━━ Stored rows ━━

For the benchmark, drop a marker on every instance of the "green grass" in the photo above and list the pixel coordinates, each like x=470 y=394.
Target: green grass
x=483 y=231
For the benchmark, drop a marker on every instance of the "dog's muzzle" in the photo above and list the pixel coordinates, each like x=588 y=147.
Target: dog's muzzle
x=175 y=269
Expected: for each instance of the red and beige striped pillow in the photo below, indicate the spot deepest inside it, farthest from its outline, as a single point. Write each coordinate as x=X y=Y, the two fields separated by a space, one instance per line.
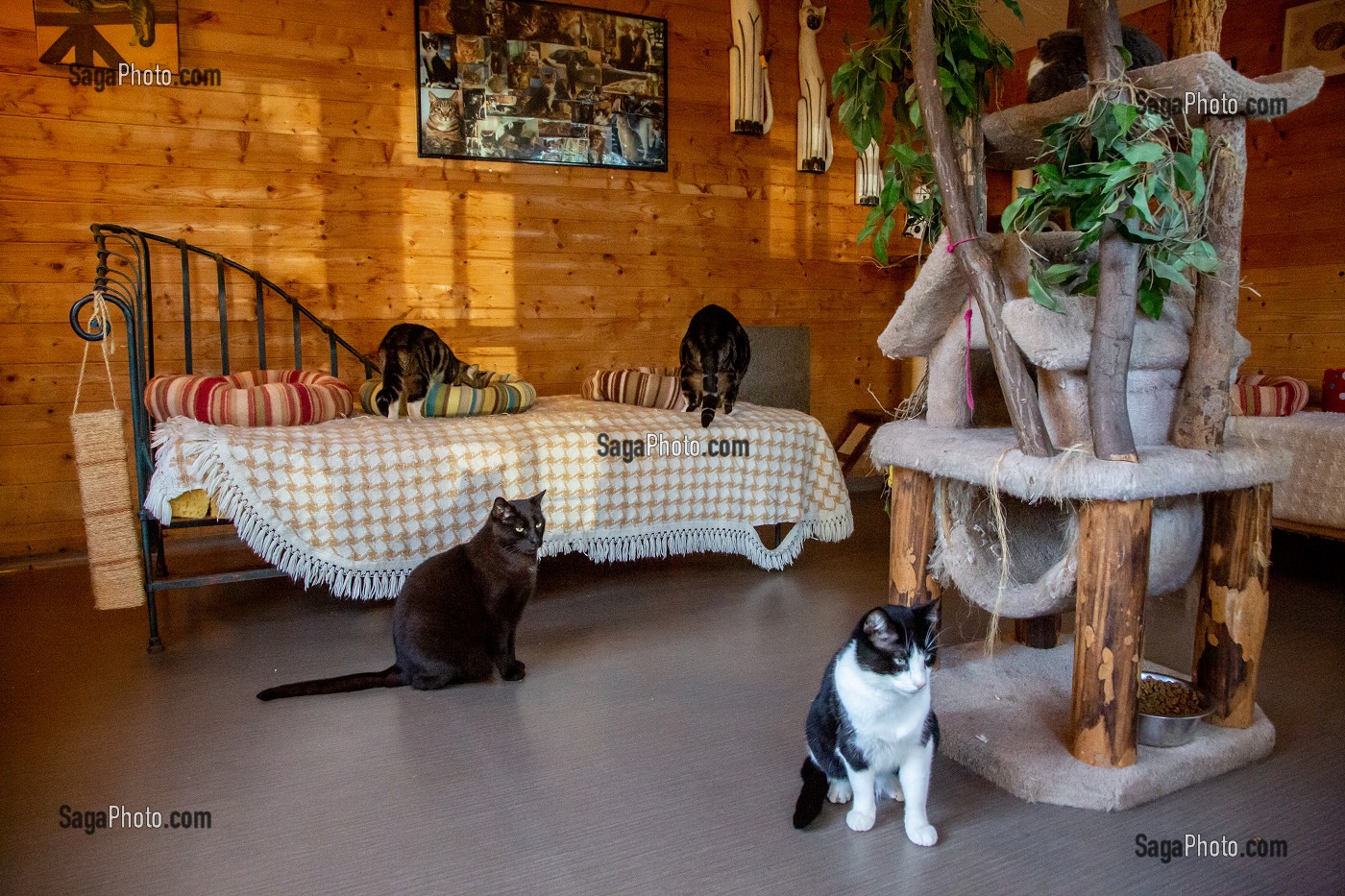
x=1260 y=396
x=251 y=399
x=645 y=386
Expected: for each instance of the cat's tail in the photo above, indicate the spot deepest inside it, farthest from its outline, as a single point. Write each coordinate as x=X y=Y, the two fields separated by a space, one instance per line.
x=813 y=795
x=710 y=402
x=390 y=677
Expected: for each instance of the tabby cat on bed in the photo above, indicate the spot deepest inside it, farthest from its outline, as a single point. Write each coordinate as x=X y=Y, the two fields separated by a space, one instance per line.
x=413 y=355
x=871 y=727
x=715 y=358
x=454 y=618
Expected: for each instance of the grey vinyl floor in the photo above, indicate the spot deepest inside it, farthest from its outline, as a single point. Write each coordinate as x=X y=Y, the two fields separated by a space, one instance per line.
x=652 y=748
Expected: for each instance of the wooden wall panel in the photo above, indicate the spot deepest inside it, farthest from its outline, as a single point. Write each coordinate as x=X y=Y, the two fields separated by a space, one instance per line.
x=1294 y=221
x=303 y=164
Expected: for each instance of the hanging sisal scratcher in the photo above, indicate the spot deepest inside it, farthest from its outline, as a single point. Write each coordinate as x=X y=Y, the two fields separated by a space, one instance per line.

━━━

#### Job:
Could you transcribe all of the data above word for word, leaving the pictures out?

#### Task solution:
For the benchmark, drop a marker on every instance of the "green grass" in the photo above and list the pixel coordinates, each like x=470 y=394.
Target: green grass
x=483 y=231
For the benchmark, drop a marker on every instance of the "dog's muzzle" in the photo above and list the pixel coordinates, each like x=588 y=147.
Target: dog's muzzle
x=175 y=269
Expected: for each instance of the red and beige striped pillow in the photo below, indicate the spot deepest inside it, farthest from its outline, as a single point. Write each coordinate as x=X y=Y, the two fields separated by a space, one instance per line.
x=1260 y=396
x=251 y=399
x=645 y=386
Expected: for each instance of the cat's tail in the photo above, indicate the spot deepest inside it, farthest from its outline, as a single point. Write each coordinate as x=X y=Y, the two fields separated by a space, one instance per line.
x=813 y=795
x=710 y=402
x=390 y=677
Expected: for each instance of the tabby cat on bed in the photo above, indicate the spot deepest inside it, farthest from its outline, as a single point. Write each coordinate as x=X y=Y, the two fields separated by a space, one instance per line.
x=413 y=355
x=871 y=727
x=715 y=358
x=454 y=618
Expected: for each instance of the grey vinyl floor in the photo above, indicate the spot deepest inside it, farthest from its outline, as a single point. Write each coordinate as x=X y=Y, the two fields separated by a space, one instance per line.
x=652 y=748
Expected: for each instance of the wooden wall panel in the photo above, indicate the spot deepest inside it, farthest from its outline, as a single point. Write each coordinate as x=X y=Y, the two fields separated by a space, one instance per line.
x=1294 y=221
x=303 y=164
Expected: for each instance of the hanging sisal scratcher in the photo above, indicate the spot deepest inside it, farthest from its outline, as a single point. Write each coordinate as x=X y=Y, the two fields separated by a space, one instance per line.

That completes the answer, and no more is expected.